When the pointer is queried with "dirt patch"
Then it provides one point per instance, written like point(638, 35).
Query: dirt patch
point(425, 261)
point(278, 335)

▶ **PROBLEM STATEMENT**: Repeat the material above in full so that each line matches the original exactly.

▶ **REPLY TO THE TASK**:
When the pointer is queried with "dirt patch"
Then it provides one point per instance, written like point(638, 35).
Query: dirt patch
point(425, 261)
point(278, 335)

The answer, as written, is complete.